#### [Work item]
Print nothing except the lines of the listing below from the line with "Label a point on each instance of the dried" to the line with "Target: dried corn kernel", each exactly as written, both ends included.

#### [Extracted entries]
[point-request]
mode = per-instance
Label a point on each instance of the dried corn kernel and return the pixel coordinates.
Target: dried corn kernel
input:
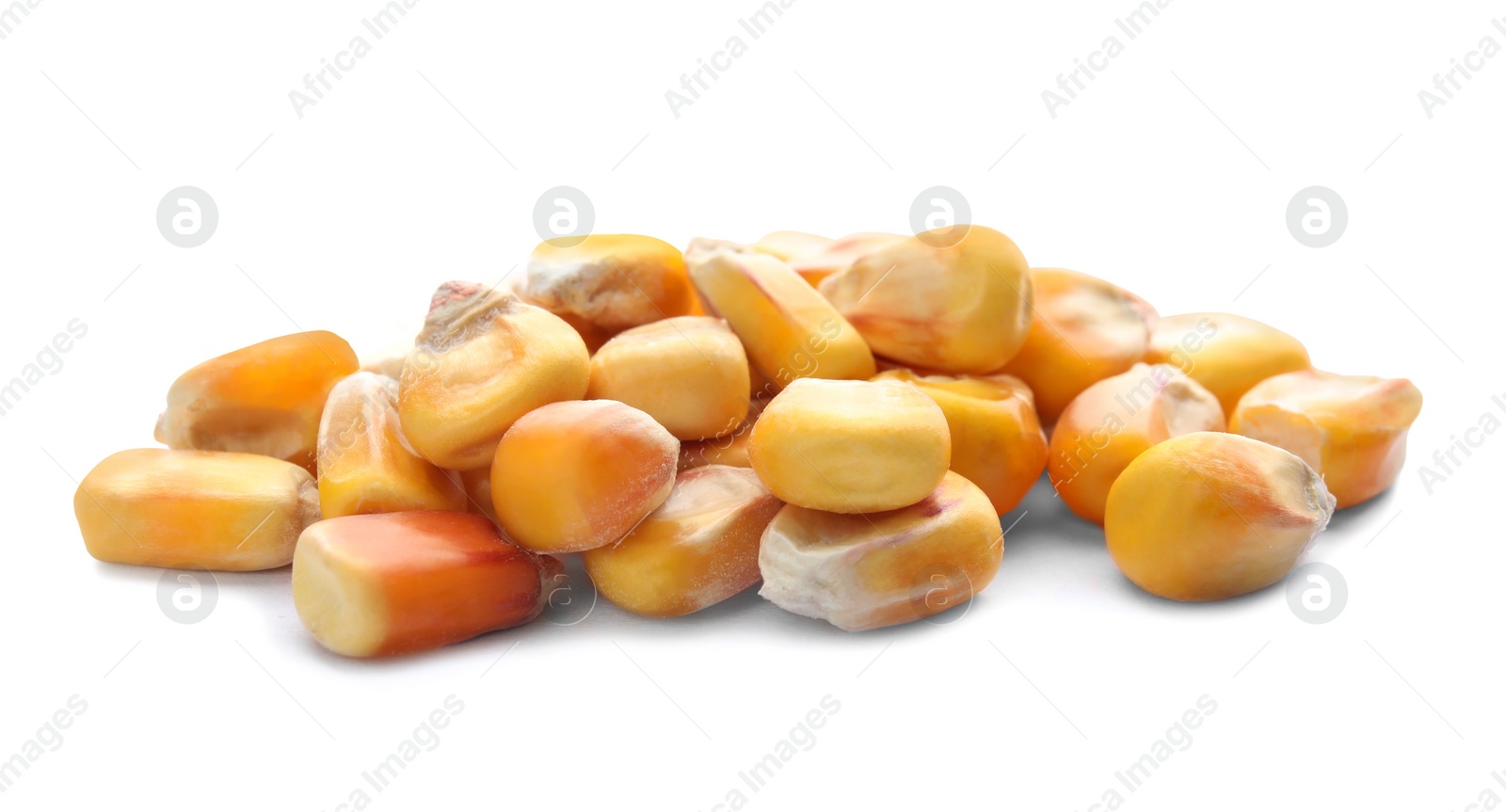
(851, 446)
(395, 583)
(264, 398)
(1114, 421)
(697, 549)
(577, 475)
(1083, 330)
(1350, 428)
(877, 570)
(609, 280)
(484, 360)
(195, 509)
(788, 330)
(1225, 353)
(365, 461)
(687, 373)
(996, 438)
(961, 308)
(1211, 516)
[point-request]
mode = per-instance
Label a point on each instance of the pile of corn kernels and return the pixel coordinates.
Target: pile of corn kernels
(842, 421)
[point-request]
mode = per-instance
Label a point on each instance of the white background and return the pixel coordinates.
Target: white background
(1171, 173)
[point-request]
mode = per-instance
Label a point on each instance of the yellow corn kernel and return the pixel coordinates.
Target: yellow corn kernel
(1113, 422)
(961, 308)
(996, 438)
(687, 373)
(836, 255)
(1350, 428)
(1210, 516)
(365, 463)
(1083, 330)
(264, 398)
(877, 570)
(577, 475)
(788, 330)
(609, 280)
(195, 509)
(1225, 353)
(395, 583)
(851, 446)
(484, 360)
(697, 549)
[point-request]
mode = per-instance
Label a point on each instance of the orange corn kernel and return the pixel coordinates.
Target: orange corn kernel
(960, 308)
(1211, 516)
(697, 549)
(996, 438)
(877, 570)
(1083, 330)
(577, 475)
(264, 398)
(1350, 428)
(484, 360)
(1118, 419)
(195, 509)
(395, 583)
(687, 373)
(851, 446)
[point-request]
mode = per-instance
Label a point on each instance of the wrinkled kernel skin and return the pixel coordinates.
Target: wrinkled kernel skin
(1352, 428)
(1225, 353)
(787, 327)
(195, 509)
(996, 438)
(1081, 332)
(1211, 516)
(484, 360)
(1113, 422)
(851, 446)
(695, 550)
(577, 475)
(687, 373)
(885, 568)
(383, 585)
(365, 464)
(964, 308)
(264, 398)
(609, 282)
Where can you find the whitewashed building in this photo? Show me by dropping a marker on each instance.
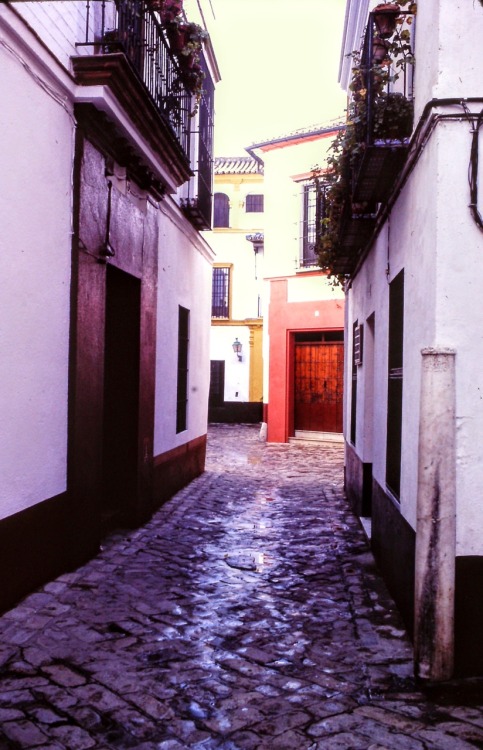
(105, 278)
(236, 310)
(413, 396)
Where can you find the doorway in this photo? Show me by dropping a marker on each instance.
(121, 399)
(318, 382)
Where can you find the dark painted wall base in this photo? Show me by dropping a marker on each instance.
(176, 468)
(469, 617)
(358, 483)
(40, 543)
(235, 412)
(393, 544)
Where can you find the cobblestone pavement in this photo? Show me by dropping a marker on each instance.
(246, 614)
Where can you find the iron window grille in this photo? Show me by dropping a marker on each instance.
(221, 210)
(220, 293)
(254, 203)
(313, 212)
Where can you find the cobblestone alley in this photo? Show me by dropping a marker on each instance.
(246, 614)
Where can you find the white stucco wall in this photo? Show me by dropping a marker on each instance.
(36, 159)
(432, 236)
(184, 278)
(237, 373)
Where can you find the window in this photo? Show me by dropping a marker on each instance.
(182, 392)
(220, 293)
(313, 203)
(221, 211)
(254, 204)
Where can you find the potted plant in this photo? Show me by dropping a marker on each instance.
(186, 40)
(168, 9)
(380, 49)
(385, 18)
(393, 116)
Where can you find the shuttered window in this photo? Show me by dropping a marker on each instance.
(220, 302)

#### [Response to the exercise]
Label a point on each instance of the dried corn kernel and return the pixel coordinates.
Target: dried corn kernel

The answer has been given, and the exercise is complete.